And here’s the main critical issue with this whole design. Let’s just say that the person using it is one of those spectacularly lucky individuals who smells right to bees, to where s/he can just reach inside a hive and not get stung at all. It happens just often enough. The problem, though, is that the hive can’t be picked up (and you don’t know how heavy a hive full of honey can be until you try to move one) and taken outside if it’s attached to a window. This means, in order to gather honey (the hive’s stated purpose) or do basic hive maintenance (which isn’t even accounted for in this plan), this requires opening that polycarbonate case inside a house or apartment. The person opening it may be lucky enough not to get stung, but do you want to risk this with anybody else in the building? Even better, after you’ve cracked open the hive and let about 5000 to 10,000 bees loose, how are you planning to get them to go back inside? Ask them nicely?

The fact that Amanda Kooser at CNet fell for this sums up a lot of the current problems with science journalism these days. I have no doubt that Ms. Kooser is well-informed on the latest in consumer electronics, but it’s obvious that she knew next to nothing about beekeeping and didn’t have the time to check with anyone who did. Even better, I can only imagine the phone exchange if she had: “Please excuse me, Ms. Kooser. I have to go laugh myself incontinent, and I’ll call you back as soon as I’ve changed my pants.”

Now, judging by some of the comments over at the CNet article, this missive will be met with the same response from know-nothings who think that any criticism is unfair and overly negative. Let’s see how supportive they are of this idea after the first time they try to open the blasted thing.

→ **Stated problem 1**:
Can you give the entries from the line with "Category: window" up to and including the last line of the entries as a JSON list of strings, one string per line, with blank lines left out?

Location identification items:
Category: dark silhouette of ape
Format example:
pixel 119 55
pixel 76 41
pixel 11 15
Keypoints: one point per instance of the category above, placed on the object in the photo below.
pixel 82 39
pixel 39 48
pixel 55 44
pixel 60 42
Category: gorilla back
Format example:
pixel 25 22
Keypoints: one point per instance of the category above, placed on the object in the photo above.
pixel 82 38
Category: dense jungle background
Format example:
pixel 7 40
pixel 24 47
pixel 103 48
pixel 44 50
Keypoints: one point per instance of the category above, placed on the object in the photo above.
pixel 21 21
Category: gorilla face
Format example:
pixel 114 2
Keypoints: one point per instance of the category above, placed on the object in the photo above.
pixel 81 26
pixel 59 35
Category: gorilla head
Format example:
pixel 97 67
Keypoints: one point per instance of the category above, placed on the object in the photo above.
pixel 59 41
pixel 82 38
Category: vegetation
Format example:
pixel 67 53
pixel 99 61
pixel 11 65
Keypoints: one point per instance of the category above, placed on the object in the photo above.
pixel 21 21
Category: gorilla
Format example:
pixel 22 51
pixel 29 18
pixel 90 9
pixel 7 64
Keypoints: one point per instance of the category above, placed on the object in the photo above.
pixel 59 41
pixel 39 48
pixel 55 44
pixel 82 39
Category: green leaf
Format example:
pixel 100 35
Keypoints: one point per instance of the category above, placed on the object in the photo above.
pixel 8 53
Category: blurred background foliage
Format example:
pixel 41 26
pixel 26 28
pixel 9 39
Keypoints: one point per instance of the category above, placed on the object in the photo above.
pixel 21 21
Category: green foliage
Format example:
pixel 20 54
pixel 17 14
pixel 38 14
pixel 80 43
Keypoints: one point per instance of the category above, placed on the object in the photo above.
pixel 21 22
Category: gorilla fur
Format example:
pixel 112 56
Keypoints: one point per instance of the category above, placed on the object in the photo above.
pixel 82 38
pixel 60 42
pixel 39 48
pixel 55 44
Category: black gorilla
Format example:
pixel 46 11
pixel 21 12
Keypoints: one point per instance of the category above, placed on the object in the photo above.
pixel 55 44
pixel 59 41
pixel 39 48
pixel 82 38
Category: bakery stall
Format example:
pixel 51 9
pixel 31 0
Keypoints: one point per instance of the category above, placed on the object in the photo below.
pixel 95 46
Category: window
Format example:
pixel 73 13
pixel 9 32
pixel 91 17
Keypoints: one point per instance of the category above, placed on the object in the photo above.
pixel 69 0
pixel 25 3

→ **Stated problem 2**:
How would you rewrite the paragraph in the passage that begins "The fact that Amanda Kooser" more briefly while keeping its main facts?

→ **Response 1**:
[
  "Category: window",
  "Format example:",
  "pixel 73 13",
  "pixel 9 32",
  "pixel 91 17",
  "Keypoints: one point per instance of the category above, placed on the object in the photo above.",
  "pixel 69 0",
  "pixel 25 3"
]

→ **Response 2**:
That Amanda Kooser of CNet fell for the design reflects many of today's problems in science journalism. She may know consumer electronics well, but she clearly knew almost nothing about beekeeping and didn't have time to consult anyone who did. The writer imagines that any such expert would have broken off the call to go laugh.